Extracted data entries:
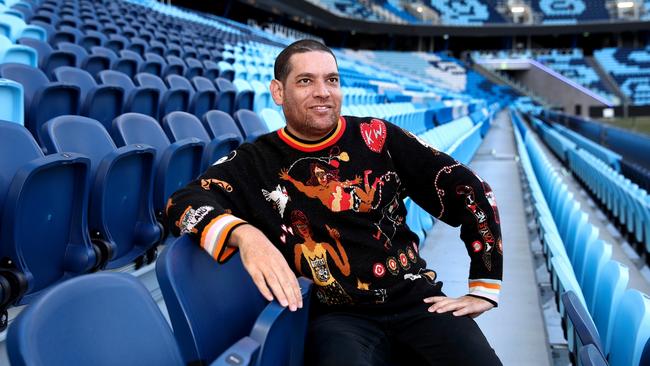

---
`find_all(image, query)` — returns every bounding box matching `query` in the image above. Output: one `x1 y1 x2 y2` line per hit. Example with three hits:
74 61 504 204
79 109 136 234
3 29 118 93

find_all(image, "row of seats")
0 110 268 326
511 112 650 365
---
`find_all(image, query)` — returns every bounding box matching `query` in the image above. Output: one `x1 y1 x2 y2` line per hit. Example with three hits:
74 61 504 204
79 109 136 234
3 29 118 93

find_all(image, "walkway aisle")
420 111 550 366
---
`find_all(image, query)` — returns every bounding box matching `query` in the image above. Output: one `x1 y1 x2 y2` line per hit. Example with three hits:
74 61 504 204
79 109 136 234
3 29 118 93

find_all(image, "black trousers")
305 303 501 366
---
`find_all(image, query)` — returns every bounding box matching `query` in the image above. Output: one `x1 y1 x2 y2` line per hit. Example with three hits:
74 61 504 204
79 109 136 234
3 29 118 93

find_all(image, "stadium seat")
162 111 233 171
233 109 269 142
134 72 190 116
98 70 160 118
0 63 80 145
7 273 183 366
57 42 111 77
232 79 255 111
258 108 286 131
43 116 163 269
156 235 311 366
54 66 124 130
214 77 237 115
201 110 244 151
165 75 217 118
592 260 629 355
0 122 108 304
608 289 650 366
578 344 608 366
0 34 38 67
0 79 25 125
18 38 77 77
111 113 203 224
561 291 605 359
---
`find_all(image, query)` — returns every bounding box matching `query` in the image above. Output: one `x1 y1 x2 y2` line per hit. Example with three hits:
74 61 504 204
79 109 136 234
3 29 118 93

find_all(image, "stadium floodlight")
616 1 634 9
510 5 526 14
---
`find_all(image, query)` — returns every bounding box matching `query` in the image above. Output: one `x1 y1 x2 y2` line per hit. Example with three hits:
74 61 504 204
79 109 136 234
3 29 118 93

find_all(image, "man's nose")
314 81 330 98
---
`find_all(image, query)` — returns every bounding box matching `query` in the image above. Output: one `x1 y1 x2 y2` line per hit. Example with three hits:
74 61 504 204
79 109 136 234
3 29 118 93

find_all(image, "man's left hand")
424 296 494 318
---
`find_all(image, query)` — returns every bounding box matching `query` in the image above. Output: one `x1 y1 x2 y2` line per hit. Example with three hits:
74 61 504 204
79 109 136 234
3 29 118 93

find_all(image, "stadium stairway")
420 110 552 366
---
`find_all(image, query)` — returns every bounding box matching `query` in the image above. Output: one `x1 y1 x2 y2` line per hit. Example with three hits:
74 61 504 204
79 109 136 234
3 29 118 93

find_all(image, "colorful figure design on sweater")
262 184 289 217
291 210 352 305
456 186 497 271
279 160 383 212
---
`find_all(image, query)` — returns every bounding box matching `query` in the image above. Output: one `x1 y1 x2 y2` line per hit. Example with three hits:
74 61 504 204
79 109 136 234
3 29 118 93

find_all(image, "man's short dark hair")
273 39 338 84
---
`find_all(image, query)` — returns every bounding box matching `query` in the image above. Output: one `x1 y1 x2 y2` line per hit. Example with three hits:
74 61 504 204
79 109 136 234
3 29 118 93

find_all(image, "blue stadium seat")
0 79 25 125
134 72 190 117
165 75 217 118
214 77 237 115
233 109 269 142
43 116 163 269
0 63 80 141
201 110 244 151
0 34 38 67
162 111 233 171
0 122 107 304
156 235 311 366
578 344 608 366
98 70 160 118
592 260 630 355
185 57 203 80
57 42 111 77
18 38 77 76
561 291 605 359
578 240 612 313
608 289 650 366
258 108 287 131
54 66 124 130
232 79 255 111
111 113 203 224
7 273 183 366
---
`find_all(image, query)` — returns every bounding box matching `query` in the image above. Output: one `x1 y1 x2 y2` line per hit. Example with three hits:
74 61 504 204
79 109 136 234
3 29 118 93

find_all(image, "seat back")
156 235 310 365
609 289 650 366
7 273 183 366
234 109 269 142
163 111 212 144
0 79 25 125
593 260 629 354
202 110 244 149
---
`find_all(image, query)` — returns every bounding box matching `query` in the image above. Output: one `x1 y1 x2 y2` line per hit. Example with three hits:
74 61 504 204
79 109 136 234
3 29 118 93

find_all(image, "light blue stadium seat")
561 291 604 359
43 116 163 269
608 289 650 366
0 122 106 304
592 260 629 355
259 108 286 131
156 235 312 366
233 109 269 142
7 273 183 366
111 113 204 227
0 34 38 67
578 240 612 313
578 344 608 366
0 79 25 125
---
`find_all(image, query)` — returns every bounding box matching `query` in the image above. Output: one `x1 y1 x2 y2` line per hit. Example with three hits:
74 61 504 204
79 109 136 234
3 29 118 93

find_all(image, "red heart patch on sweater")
361 118 386 153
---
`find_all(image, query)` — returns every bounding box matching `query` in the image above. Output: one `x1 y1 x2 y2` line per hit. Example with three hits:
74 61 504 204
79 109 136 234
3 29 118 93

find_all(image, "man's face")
271 51 342 140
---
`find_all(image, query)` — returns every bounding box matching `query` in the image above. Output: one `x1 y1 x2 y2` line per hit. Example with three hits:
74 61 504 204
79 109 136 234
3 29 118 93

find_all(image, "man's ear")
270 79 284 105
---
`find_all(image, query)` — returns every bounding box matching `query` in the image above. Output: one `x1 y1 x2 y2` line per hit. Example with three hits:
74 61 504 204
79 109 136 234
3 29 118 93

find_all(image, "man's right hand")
228 224 302 311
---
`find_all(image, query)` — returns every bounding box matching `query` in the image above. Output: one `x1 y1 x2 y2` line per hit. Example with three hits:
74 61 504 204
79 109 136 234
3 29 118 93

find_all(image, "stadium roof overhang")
240 0 650 37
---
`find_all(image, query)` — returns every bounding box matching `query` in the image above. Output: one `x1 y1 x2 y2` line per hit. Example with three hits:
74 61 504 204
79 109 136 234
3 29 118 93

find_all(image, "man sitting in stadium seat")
167 40 503 366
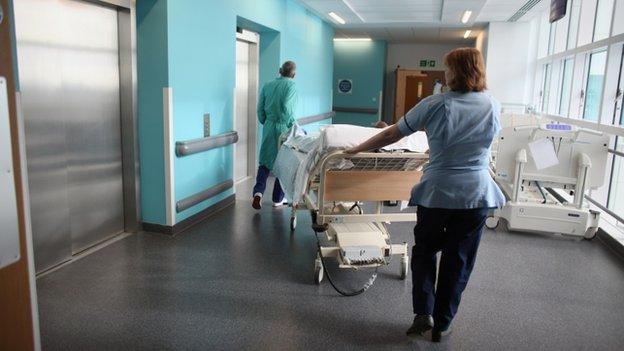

→ **TASK REQUIREMENTS**: Rewrite the material from its beginning through the line containing "305 303 501 366", keeping the requests and subtracting 29 from every bounding-box coordinate in the answers. Omit the pictures from your output.

→ **EXERCISE SOLUTION**:
---
`find_all(image, query)` — returns every bounding box matching `query` in the image above. Output: one `x1 y1 x2 y2` line per hit. Example with three hits:
74 61 504 204
79 109 136 234
3 29 118 93

find_all(image, "row of seats")
-29 81 239 297
482 83 621 336
---
`find_all(image, query)` — returns every bounding box matching `query` in the image above. Output: one `x1 y1 x2 y2` line per hit. Example with three hits:
74 61 504 204
79 109 136 234
3 29 118 93

find_all(image, "walkway aisle")
391 82 521 337
---
`find_all(image, query)` — returns every bounding box matching `query` in the image above. Output: one `x1 y1 x2 y2` line per hit. Example with three hits:
74 61 504 204
79 109 136 234
3 29 118 93

find_all(image, "black trousers")
276 274 472 337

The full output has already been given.